▸ **Data for processing**
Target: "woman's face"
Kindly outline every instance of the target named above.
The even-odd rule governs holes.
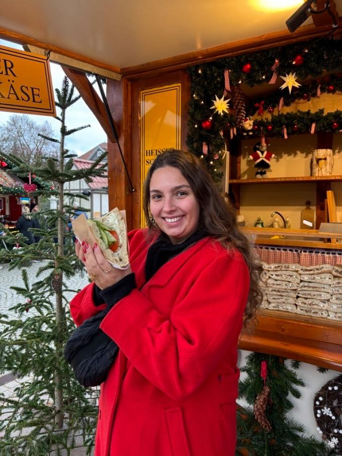
[[[179,244],[197,229],[200,206],[190,185],[178,168],[156,169],[150,182],[150,208],[156,223]]]

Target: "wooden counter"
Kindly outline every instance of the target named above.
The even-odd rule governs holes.
[[[338,250],[342,248],[341,243],[324,243],[323,239],[310,241],[314,237],[332,235],[319,233],[317,236],[316,230],[245,228],[243,231],[256,235],[256,244]],[[273,240],[265,237],[275,235],[285,235],[286,238]],[[302,239],[296,240],[296,237]],[[342,234],[334,233],[333,237],[342,239]],[[263,309],[258,313],[257,324],[251,324],[243,329],[238,348],[342,371],[342,322]]]
[[[342,322],[263,310],[241,334],[238,348],[342,371]]]

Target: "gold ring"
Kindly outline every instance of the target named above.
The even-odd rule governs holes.
[[[99,280],[99,276],[97,274],[94,274],[91,271],[90,271],[89,275],[89,278],[91,279],[92,282],[96,282],[97,280]]]

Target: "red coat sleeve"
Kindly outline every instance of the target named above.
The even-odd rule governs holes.
[[[225,356],[236,356],[248,289],[242,256],[224,251],[204,268],[169,317],[135,289],[111,310],[100,327],[149,382],[181,399]]]
[[[93,290],[95,283],[90,283],[78,292],[70,301],[70,312],[77,326],[105,309],[106,304],[95,306],[93,300]]]

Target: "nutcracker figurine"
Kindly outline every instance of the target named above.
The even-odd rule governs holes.
[[[270,169],[271,159],[276,156],[274,154],[267,150],[269,144],[265,142],[257,142],[254,146],[253,153],[249,156],[249,159],[254,161],[255,168],[255,177],[261,179],[267,177],[266,171]]]

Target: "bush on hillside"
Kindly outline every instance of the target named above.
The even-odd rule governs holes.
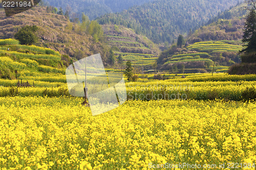
[[[236,64],[230,67],[228,71],[229,75],[256,74],[256,63]]]

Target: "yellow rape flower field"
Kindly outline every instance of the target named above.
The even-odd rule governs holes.
[[[96,116],[82,101],[0,98],[0,169],[255,169],[253,101],[129,101]]]

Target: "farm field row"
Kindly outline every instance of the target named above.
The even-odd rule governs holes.
[[[81,102],[0,98],[0,167],[146,169],[148,163],[251,167],[256,161],[254,102],[127,101],[92,116]]]

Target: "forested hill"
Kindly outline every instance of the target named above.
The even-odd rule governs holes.
[[[172,42],[180,34],[203,25],[237,0],[159,0],[97,19],[100,24],[120,25],[134,29],[154,42]]]
[[[50,5],[70,10],[79,16],[82,12],[94,19],[106,13],[121,12],[135,5],[140,5],[153,0],[46,0]],[[67,8],[68,7],[68,8]]]
[[[196,30],[187,37],[191,44],[204,41],[235,40],[243,38],[243,28],[248,11],[244,10],[246,4],[238,5],[220,13],[209,20],[205,26]]]

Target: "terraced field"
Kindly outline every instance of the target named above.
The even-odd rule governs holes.
[[[242,46],[221,41],[206,41],[196,42],[189,46],[188,49],[208,53],[227,52],[238,52],[242,49]]]

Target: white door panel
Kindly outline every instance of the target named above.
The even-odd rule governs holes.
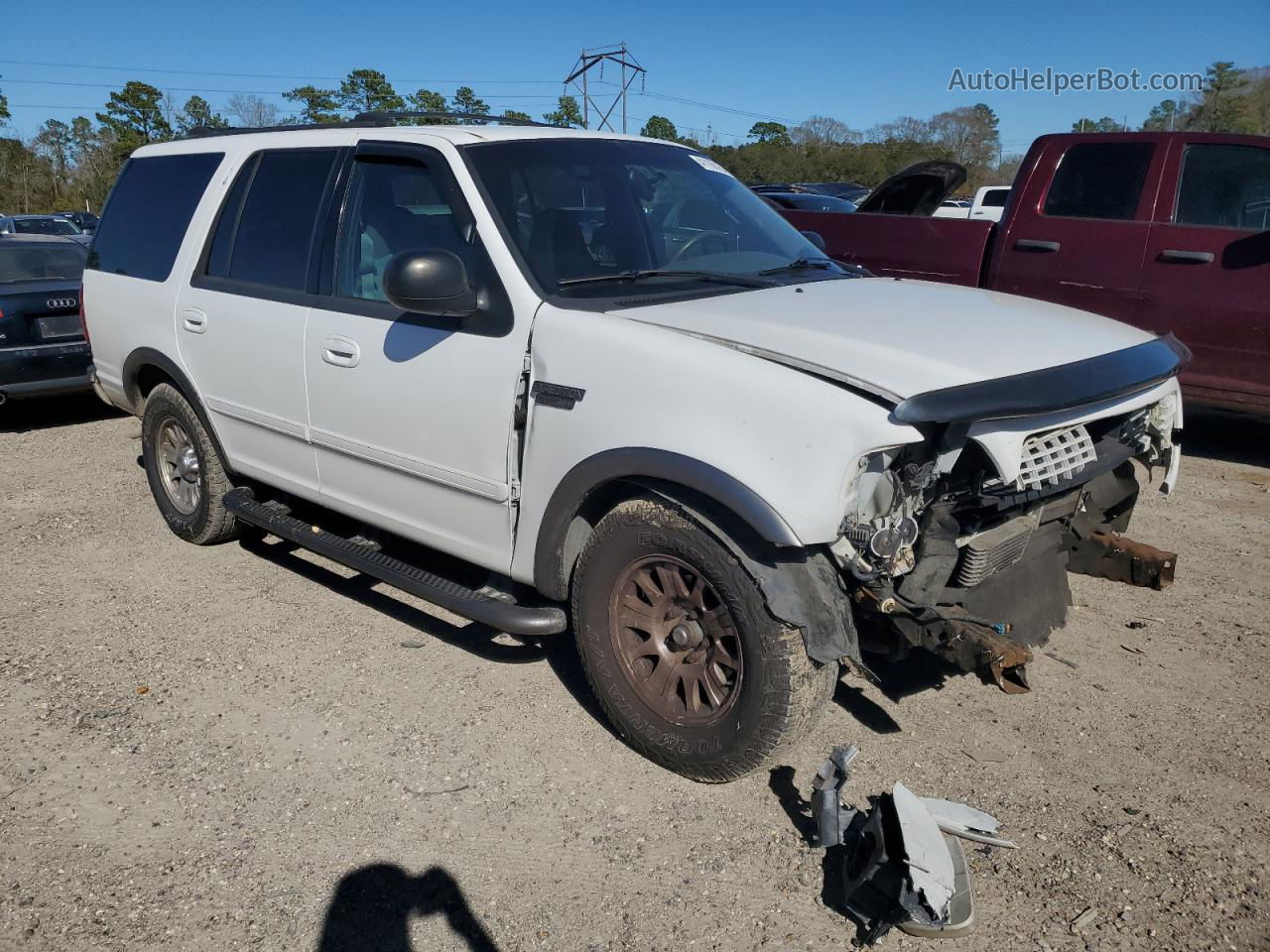
[[[356,366],[331,360],[333,338],[356,348]],[[318,308],[307,340],[321,501],[505,570],[523,340]]]
[[[187,287],[177,341],[231,465],[311,499],[318,465],[306,442],[306,312],[301,305]]]

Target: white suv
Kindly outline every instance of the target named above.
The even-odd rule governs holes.
[[[121,173],[94,380],[180,537],[263,528],[522,636],[569,602],[617,730],[702,781],[839,664],[1021,691],[1067,571],[1171,579],[1118,532],[1135,466],[1176,475],[1172,338],[870,278],[683,146],[396,118]]]

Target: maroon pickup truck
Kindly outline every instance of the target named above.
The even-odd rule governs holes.
[[[946,173],[947,164],[926,165]],[[782,215],[817,232],[831,256],[879,275],[993,288],[1172,331],[1194,354],[1181,378],[1189,400],[1270,413],[1270,138],[1041,136],[999,223],[928,217],[940,188],[960,182],[919,171],[885,183],[861,213]]]

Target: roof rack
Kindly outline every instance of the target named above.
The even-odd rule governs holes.
[[[358,113],[353,122],[373,122],[376,126],[391,126],[398,119],[438,119],[452,121],[464,119],[466,122],[497,122],[502,126],[544,126],[556,128],[549,122],[535,122],[533,119],[517,119],[507,116],[489,116],[481,113],[448,113],[448,112],[414,112],[409,109],[375,109],[368,113]]]
[[[395,126],[398,119],[436,119],[450,124],[456,119],[462,122],[488,123],[497,122],[500,126],[540,126],[542,128],[561,128],[549,122],[535,122],[533,119],[517,119],[507,116],[483,116],[479,113],[446,113],[446,112],[411,112],[404,109],[376,109],[368,113],[358,113],[352,119],[338,122],[295,123],[283,126],[225,126],[215,128],[211,126],[196,126],[185,138],[206,138],[208,136],[245,136],[254,132],[301,132],[304,129],[339,129],[339,128],[380,128]]]

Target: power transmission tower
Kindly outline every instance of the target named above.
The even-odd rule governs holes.
[[[596,83],[591,81],[598,80],[605,81],[605,62],[616,63],[622,71],[621,84],[606,83],[605,85],[613,86],[617,85],[617,93],[612,94],[612,102],[608,102],[607,93],[602,93],[597,96],[592,93],[592,88]],[[598,67],[599,72],[592,77],[591,71]],[[613,110],[621,104],[622,107],[622,132],[626,132],[626,93],[639,79],[640,91],[644,91],[644,77],[648,75],[648,70],[639,65],[634,56],[631,56],[630,50],[626,48],[626,43],[613,43],[611,46],[596,47],[593,50],[583,48],[582,55],[578,57],[578,62],[574,63],[573,71],[565,77],[565,89],[573,86],[579,93],[582,93],[582,124],[585,128],[591,128],[591,112],[594,109],[596,116],[599,119],[597,128],[608,129],[610,132],[616,132],[611,122]],[[601,105],[601,103],[606,103]]]

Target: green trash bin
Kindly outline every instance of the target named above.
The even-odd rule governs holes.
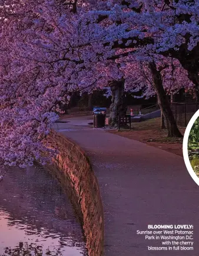
[[[93,125],[94,128],[102,128],[105,127],[106,115],[102,113],[94,115]]]

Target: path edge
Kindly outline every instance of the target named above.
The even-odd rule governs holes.
[[[52,159],[51,168],[69,180],[77,195],[82,215],[88,255],[103,256],[103,205],[98,182],[89,159],[78,144],[59,132],[52,131],[47,142],[59,151]]]

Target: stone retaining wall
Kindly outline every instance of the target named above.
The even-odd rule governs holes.
[[[52,132],[48,141],[59,152],[54,160],[54,170],[61,174],[58,175],[59,179],[64,175],[75,192],[89,256],[102,256],[103,207],[98,181],[89,158],[78,145],[59,133]]]

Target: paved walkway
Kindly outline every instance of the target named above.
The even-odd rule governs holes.
[[[199,187],[183,158],[137,141],[87,127],[88,117],[56,128],[83,148],[98,179],[105,212],[105,256],[199,255]],[[194,225],[194,251],[148,251],[160,241],[136,231],[148,224]]]

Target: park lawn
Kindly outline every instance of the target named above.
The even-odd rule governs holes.
[[[183,139],[167,137],[167,129],[162,129],[160,128],[160,118],[131,124],[132,129],[131,131],[107,131],[183,156]],[[180,127],[180,130],[183,134],[185,129],[185,128]]]
[[[59,119],[61,120],[72,117],[89,116],[92,115],[92,111],[84,109],[81,109],[79,108],[72,108],[71,109],[68,109],[67,111],[68,114],[59,115]]]

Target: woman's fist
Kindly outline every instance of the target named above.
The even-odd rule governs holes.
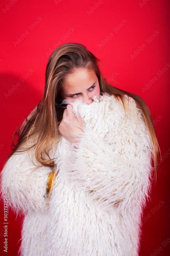
[[[84,123],[80,116],[75,117],[72,105],[69,104],[64,111],[58,130],[61,135],[71,143],[78,143],[79,142],[78,135],[83,132],[81,128]]]

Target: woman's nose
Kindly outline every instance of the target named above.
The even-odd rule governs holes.
[[[87,105],[89,105],[92,102],[92,100],[91,99],[89,99],[85,101],[85,102]]]
[[[88,95],[83,95],[83,98],[86,104],[88,105],[89,105],[93,101],[90,97]]]

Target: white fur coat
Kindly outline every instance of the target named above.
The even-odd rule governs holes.
[[[61,137],[51,151],[59,171],[45,205],[49,169],[32,172],[26,152],[9,159],[1,189],[25,215],[22,255],[138,255],[153,150],[141,111],[127,98],[125,112],[121,101],[106,95],[89,105],[71,103],[84,132],[78,148]]]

▸ **Task details**
Begin at the line that contains "Target: park lawn" and stop after the final line of the entries. Output every line in that range as a Markdown table with the columns "Row" and "Line", skipping blank lines and leaving out the pictures.

▸ **Solution for this task**
| Row | Line |
|---|---|
| 1 | Target: park lawn |
| 2 | Kindly outline every instance of the target named above. |
| 3 | The even-odd rule governs holes. |
| 4 | [[[183,139],[167,137],[167,129],[162,129],[160,128],[160,118],[131,124],[132,129],[131,131],[107,131],[183,156]],[[180,127],[180,130],[183,134],[185,129],[185,128]]] |
| 5 | [[[59,119],[61,120],[72,117],[89,116],[92,115],[92,111],[84,109],[81,109],[79,108],[72,108],[71,109],[68,109],[67,111],[68,114],[59,115]]] |
| 6 | Target: woman's fist |
| 7 | Kindly outline every instance of the target named above. |
| 8 | The even-odd rule governs holes. |
| 9 | [[[84,123],[80,116],[75,117],[72,105],[69,104],[64,111],[58,130],[61,135],[71,143],[78,143],[79,142],[78,135],[83,132],[81,128]]] |
| 10 | Target: woman's nose |
| 11 | Kindly outline every instance of the target named above. |
| 12 | The even-odd rule governs holes. |
| 13 | [[[87,105],[89,105],[92,102],[92,100],[91,99],[89,99],[85,101],[85,102]]] |
| 14 | [[[88,95],[83,95],[83,98],[86,104],[88,105],[89,105],[93,101],[90,97]]] |
| 15 | Target: white fur coat |
| 16 | Kindly outline every instance of the target named above. |
| 17 | The even-odd rule governs holes. |
| 18 | [[[61,137],[51,151],[59,171],[45,205],[49,169],[32,172],[26,152],[9,159],[1,189],[25,215],[22,255],[138,255],[153,150],[141,111],[127,98],[125,112],[121,101],[106,95],[89,105],[71,103],[84,132],[78,148]]] |